**DIRECTIONS:** Give back all of the records underneath exactly, with no omissions.

*** RECORDS TO USE

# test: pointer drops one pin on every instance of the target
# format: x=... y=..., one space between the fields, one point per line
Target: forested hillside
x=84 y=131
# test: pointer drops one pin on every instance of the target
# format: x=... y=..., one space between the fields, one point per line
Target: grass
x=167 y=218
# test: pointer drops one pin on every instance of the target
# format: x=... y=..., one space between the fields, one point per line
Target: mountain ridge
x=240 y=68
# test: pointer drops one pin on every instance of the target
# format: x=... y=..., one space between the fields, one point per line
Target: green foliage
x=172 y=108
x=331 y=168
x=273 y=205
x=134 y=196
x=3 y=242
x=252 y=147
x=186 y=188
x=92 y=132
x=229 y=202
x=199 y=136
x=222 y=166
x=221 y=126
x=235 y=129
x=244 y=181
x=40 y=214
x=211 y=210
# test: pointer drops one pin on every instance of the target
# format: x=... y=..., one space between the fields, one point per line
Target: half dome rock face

******

**RESULT OF THIS EXERCISE:**
# test: pointer drops one pin on every instance of the target
# format: x=... y=..., one space between the fields, one point per line
Target: forested hillside
x=84 y=131
# test: pointer drops one pin on every instance of the target
# format: x=... y=..., one space between the fields, one point per line
Target: grass
x=167 y=218
# test: pointer drops one pin on every instance of the target
# format: x=... y=..., one space between the fields, one point per line
Target: mountain ridge
x=240 y=68
# test: pointer drops one pin on every instance of the target
# format: x=... y=..., one space between the fields, one point per line
Target: green foliage
x=172 y=108
x=331 y=168
x=273 y=205
x=134 y=196
x=3 y=242
x=252 y=147
x=186 y=188
x=92 y=132
x=229 y=202
x=199 y=136
x=222 y=166
x=221 y=126
x=235 y=129
x=244 y=181
x=40 y=214
x=211 y=210
# test: pointer drops one pin on every instance of the target
# format: x=... y=..., one space between the fields, one point per line
Target: half dome rock face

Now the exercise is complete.